## TEXTE FOURNI
+---+

Je tenais à voir le dernier Malick avant de dresser ma liste des meilleurs films de cette année. J’y croyais. Mais je m’y suis beaucoup ennuyé. Et plus qu’un simple ennui – qui peut parfois s’avérer agréable – c’est surtout l’incompréhension qui a dominé. Si la déception est grande, il y a malgré tout, de beaux motifs de satisfaction.


 Ce qu’on retient c’est l’histoire vraie de cet homme, Franz Jägerstatter, ce paysan autrichien / christ anonyme qui refusa de porter allégeance à Hitler, jusqu’à en mourir. Son acte de résistance aussi lumineux qu’insensé. Et Malick a le culot et l’humilité de ne pas créer de suspense là-dessus, tant on comprend très vite que le personnage (et le couple) ne dérogera pas à son principe. C’est très beau. Mais il faut attendre la troisième heure pour pleinement l’apprécier, quand le nœud dramatique y devient plus intense, resserré, canalisé jusqu’à ce carton final et cette magnifique citation de Georges Eliott qui éclaire à la fois les motivations du film, l’étrangeté de son titre et me fait oublier que je me suis beaucoup trop ennuyé.
Avant cela, outre l’ennui, je me suis retrouvé confronté à de la circonspection permanente. Une sorte de syndrome Cold war qui aurait fusionné avec le syndrome Lincoln. Aucun lien entre Pawlikowski, Spielberg & Malick, évidemment, ça n’engage que moi et mon désarroi face à chacun de leurs films suscités. C’est aussi qu’il y a beaucoup trop de musique, de contre-plongée, de caméra au sol. Il y a trop de plans, de manière générale. Trop de grand-angle aussi : On n’est parfois pas loin du point Lanthimos, avec ce fisheye dégoûtant. Bref, du seul point de vue formel c’est un carnage. Puis passé une heure, on s’y fait. Aussi parce que cet étalage a toujours fait partie du cinéma de Terrence Malick.

+---+

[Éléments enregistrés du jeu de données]
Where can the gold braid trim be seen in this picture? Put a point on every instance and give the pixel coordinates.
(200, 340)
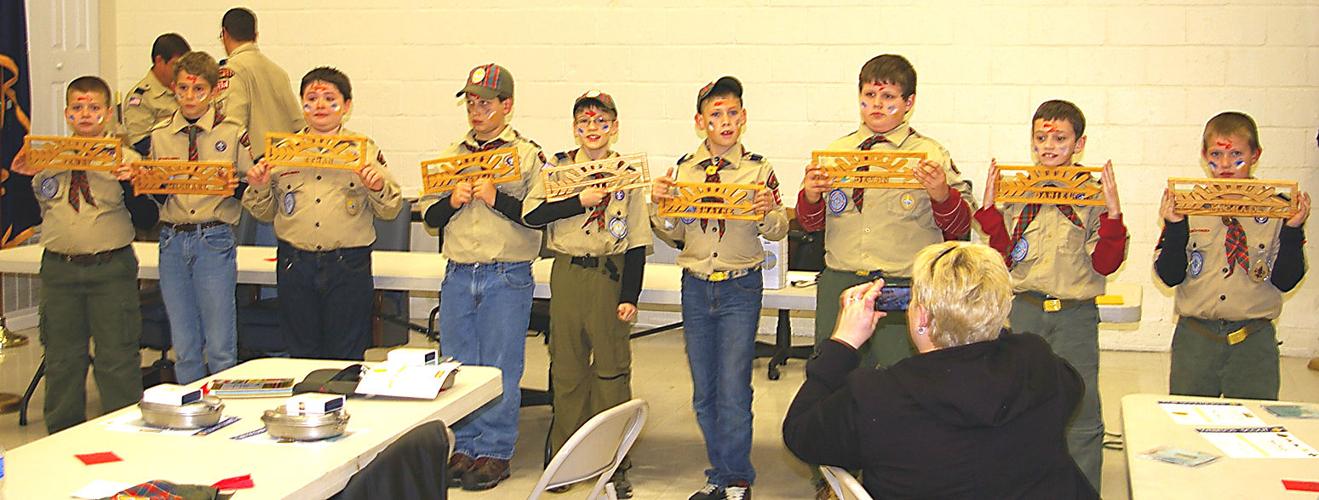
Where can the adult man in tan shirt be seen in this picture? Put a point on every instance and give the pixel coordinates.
(152, 99)
(487, 289)
(253, 90)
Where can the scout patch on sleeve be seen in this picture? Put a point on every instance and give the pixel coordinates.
(49, 187)
(619, 227)
(836, 201)
(1020, 251)
(1196, 264)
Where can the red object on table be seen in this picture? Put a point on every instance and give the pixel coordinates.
(94, 458)
(1290, 484)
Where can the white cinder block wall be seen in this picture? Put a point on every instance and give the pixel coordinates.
(1148, 74)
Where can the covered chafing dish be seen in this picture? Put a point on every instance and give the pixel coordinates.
(202, 413)
(307, 426)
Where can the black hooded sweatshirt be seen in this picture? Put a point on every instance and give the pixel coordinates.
(978, 421)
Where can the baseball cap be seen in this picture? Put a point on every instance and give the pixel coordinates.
(598, 99)
(488, 81)
(724, 85)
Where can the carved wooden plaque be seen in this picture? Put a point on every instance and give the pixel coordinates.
(442, 174)
(711, 201)
(1233, 197)
(182, 177)
(869, 169)
(73, 153)
(1049, 185)
(315, 151)
(611, 174)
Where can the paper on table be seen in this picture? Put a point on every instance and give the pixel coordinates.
(1258, 442)
(100, 488)
(1211, 413)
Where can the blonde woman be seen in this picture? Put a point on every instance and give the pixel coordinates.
(978, 413)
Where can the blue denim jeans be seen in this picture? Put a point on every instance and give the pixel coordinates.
(483, 315)
(719, 322)
(198, 273)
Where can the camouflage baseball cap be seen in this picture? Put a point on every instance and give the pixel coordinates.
(724, 85)
(488, 81)
(598, 99)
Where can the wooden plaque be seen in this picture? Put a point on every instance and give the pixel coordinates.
(73, 153)
(315, 152)
(442, 174)
(182, 177)
(615, 174)
(1049, 185)
(1233, 197)
(712, 201)
(869, 169)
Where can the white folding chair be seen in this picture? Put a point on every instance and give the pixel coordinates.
(843, 484)
(595, 450)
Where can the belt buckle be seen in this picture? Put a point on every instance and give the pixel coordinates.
(1053, 305)
(1236, 337)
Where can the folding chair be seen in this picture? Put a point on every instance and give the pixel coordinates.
(843, 484)
(595, 450)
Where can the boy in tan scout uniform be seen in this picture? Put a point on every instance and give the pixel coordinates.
(1058, 256)
(722, 285)
(152, 99)
(486, 298)
(253, 90)
(1229, 275)
(89, 272)
(323, 219)
(600, 242)
(197, 248)
(872, 234)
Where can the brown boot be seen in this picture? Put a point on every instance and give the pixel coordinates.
(486, 474)
(458, 465)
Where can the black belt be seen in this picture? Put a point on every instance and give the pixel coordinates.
(89, 259)
(591, 263)
(194, 227)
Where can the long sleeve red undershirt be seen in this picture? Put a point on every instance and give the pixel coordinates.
(952, 215)
(1108, 253)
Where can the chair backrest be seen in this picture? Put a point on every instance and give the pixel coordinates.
(595, 450)
(846, 487)
(395, 234)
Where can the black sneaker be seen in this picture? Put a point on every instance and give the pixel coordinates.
(486, 474)
(458, 465)
(737, 491)
(621, 486)
(710, 491)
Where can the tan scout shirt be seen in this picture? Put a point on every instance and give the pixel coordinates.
(893, 224)
(1208, 292)
(706, 251)
(149, 103)
(91, 228)
(480, 235)
(625, 223)
(218, 141)
(321, 210)
(257, 94)
(1057, 252)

+---+

## TÂCHES À FAIRE
**1)** D'après la critique du film de Malick, comment s'appelle le paysan autrichien qui refusa de porter allégeance à Hitler ?
**2)** Transcrivez le passage de la critique allant de « Ce qu’on retient » jusqu'à « beaucoup trop ennuyé. ».

## BONNES RÉPONSES
**1)** Franz Jägerstatter.

**2)**
Ce qu’on retient c’est l’histoire vraie de cet homme, Franz Jägerstatter, ce paysan autrichien / christ anonyme qui refusa de porter allégeance à Hitler, jusqu’à en mourir. Son acte de résistance aussi lumineux qu’insensé. Et Malick a le culot et l’humilité de ne pas créer de suspense là-dessus, tant on comprend très vite que le personnage (et le couple) ne dérogera pas à son principe. C’est très beau. Mais il faut attendre la troisième heure pour pleinement l’apprécier, quand le nœud dramatique y devient plus intense, resserré, canalisé jusqu’à ce carton final et cette magnifique citation de Georges Eliott qui éclaire à la fois les motivations du film, l’étrangeté de son titre et me fait oublier que je me suis beaucoup trop ennuyé.